— start of Material to process —

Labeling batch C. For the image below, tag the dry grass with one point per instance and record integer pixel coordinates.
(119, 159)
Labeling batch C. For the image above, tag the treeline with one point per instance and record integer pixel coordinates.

— end of Material to process —
— start of Material to process —

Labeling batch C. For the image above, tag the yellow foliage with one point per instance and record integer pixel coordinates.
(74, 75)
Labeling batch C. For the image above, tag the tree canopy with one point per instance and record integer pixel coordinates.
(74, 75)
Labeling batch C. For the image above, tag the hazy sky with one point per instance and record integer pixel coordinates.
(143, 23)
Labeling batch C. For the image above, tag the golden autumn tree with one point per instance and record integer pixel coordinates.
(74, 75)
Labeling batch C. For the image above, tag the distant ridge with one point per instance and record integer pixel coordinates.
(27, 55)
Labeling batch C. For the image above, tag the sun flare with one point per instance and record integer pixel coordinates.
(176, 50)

— end of Material to process —
— start of Material to process —

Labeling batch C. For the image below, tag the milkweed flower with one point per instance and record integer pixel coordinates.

— end of Material to process —

Work instructions:
Turn the material into a numbered list, beginning with the line that contains "Labeling batch C. For the image below, tag the dry" and continuing through the line that contains "Labeling batch C. For the image above, tag the treeline", both lines included. Leave out any blank lines.

Correct response:
1. Labeling batch C. For the image below, tag the dry grass with one point per instance and record integer pixel coordinates.
2. (119, 159)
3. Labeling batch C. For the image above, tag the treeline with one point per instance and record integer pixel coordinates.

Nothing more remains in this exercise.